■ Opgave ■
Schrijf het onderstaande documentfragment over de uitspraak van de Rechtbank Gelderland volledig en letterlijk uit.

ECLI:NL:RBGEL:2016:5956

Rechtbank Gelderland

Datum uitspraak
8 november 2016
Publicatiedatum
8 november 2016
Zaaknummer
AWB - 14 _ 4909
Instantie
Rechtbank Gelderland
Type
Uitspraak
Rechtsgebied
Bestuursrecht
Procedures
  • Eerste aanleg - meervoudig
Vindplaatsen
  • Rechtspraak.nl
AI samenvatting door LexboostAutomatisch gegenereerd

Afwijzing van een regularisatieverzoek inzake sociale zekerheidswetgeving voor rijnvarende

In deze zaak heeft de Rechtbank Gelderland op 8 november 2016 uitspraak gedaan in een geschil tussen eiser, een rijnvarende, en de Raad van bestuur van de Sociale Verzekeringsbank (SVB). Eiser had een verzoek tot regularisatie ingediend met betrekking tot de toepassing van de sociale zekerheidswetgeving van Luxemburg voor de periode van 1 december 2011 tot en met 30 september 2013. De SVB had dit verzoek afgewezen, met als argument dat er een vermoeden bestond dat de premieafdracht in Luxemburg het resultaat was van het doelbewust creëren van een formele werkelijkheid die afwijkt van de materiële werkelijkheid. Eiser was het niet eens met deze afwijzing en heeft beroep ingesteld.

■ Aangeleverde gegevens ■
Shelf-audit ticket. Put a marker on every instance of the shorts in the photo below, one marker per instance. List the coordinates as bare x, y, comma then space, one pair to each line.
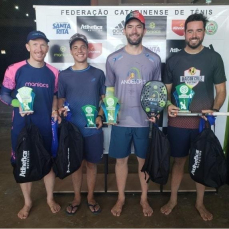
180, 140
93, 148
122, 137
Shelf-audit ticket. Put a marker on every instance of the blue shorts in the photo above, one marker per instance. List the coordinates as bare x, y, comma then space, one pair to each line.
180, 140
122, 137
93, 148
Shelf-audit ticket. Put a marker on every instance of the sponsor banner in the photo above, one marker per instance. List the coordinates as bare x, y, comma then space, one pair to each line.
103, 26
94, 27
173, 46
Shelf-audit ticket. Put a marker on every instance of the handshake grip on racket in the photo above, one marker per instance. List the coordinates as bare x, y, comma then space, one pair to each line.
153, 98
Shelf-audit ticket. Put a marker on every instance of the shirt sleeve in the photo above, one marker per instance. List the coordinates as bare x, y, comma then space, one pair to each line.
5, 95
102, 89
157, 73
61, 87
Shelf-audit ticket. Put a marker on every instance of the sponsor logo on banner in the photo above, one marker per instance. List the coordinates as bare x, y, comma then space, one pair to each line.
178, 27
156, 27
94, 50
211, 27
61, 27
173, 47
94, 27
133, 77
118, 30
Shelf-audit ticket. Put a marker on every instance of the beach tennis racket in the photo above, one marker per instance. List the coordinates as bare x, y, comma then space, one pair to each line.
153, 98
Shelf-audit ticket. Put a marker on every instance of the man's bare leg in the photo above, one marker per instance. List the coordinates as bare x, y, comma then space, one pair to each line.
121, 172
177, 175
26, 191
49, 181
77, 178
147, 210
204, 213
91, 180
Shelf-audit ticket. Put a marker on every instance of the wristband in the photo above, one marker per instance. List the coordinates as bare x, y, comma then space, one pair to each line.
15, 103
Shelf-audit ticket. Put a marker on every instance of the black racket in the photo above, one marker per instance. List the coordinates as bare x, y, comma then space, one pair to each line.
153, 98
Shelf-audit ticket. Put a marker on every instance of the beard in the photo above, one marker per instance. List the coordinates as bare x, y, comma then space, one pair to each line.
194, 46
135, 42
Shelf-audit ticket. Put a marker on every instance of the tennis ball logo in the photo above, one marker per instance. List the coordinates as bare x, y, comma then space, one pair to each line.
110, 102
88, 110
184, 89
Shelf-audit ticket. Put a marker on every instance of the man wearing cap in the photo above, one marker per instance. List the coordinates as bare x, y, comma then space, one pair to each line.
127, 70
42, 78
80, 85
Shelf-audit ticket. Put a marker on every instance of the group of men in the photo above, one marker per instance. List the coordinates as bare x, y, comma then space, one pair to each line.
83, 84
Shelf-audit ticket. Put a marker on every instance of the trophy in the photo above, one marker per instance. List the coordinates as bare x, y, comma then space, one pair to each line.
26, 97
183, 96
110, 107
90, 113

--

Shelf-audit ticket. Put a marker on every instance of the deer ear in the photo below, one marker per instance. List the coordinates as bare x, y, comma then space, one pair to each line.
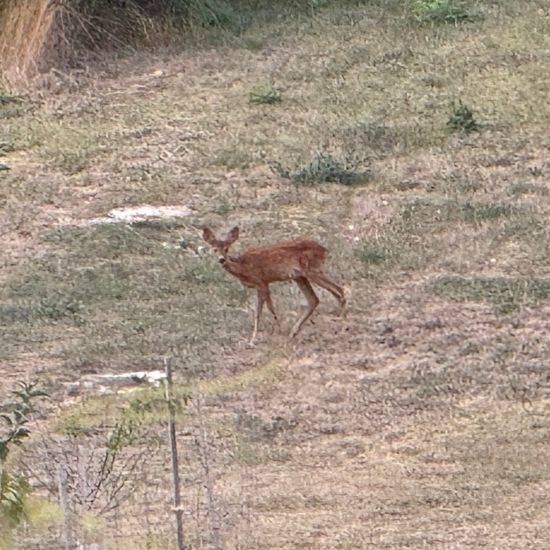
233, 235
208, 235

■ Resultaat ■
ECLI:NL:RBGEL:2016:5956

Rechtbank Gelderland

Datum uitspraak
8 november 2016
Publicatiedatum
8 november 2016
Zaaknummer
AWB - 14 _ 4909
Instantie
Rechtbank Gelderland
Type
Uitspraak
Rechtsgebied
Bestuursrecht
Procedures
  • Eerste aanleg - meervoudig
Vindplaatsen
  • Rechtspraak.nl
AI samenvatting door LexboostAutomatisch gegenereerd

Afwijzing van een regularisatieverzoek inzake sociale zekerheidswetgeving voor rijnvarende

In deze zaak heeft de Rechtbank Gelderland op 8 november 2016 uitspraak gedaan in een geschil tussen eiser, een rijnvarende, en de Raad van bestuur van de Sociale Verzekeringsbank (SVB). Eiser had een verzoek tot regularisatie ingediend met betrekking tot de toepassing van de sociale zekerheidswetgeving van Luxemburg voor de periode van 1 december 2011 tot en met 30 september 2013. De SVB had dit verzoek afgewezen, met als argument dat er een vermoeden bestond dat de premieafdracht in Luxemburg het resultaat was van het doelbewust creëren van een formele werkelijkheid die afwijkt van de materiële werkelijkheid. Eiser was het niet eens met deze afwijzing en heeft beroep ingesteld.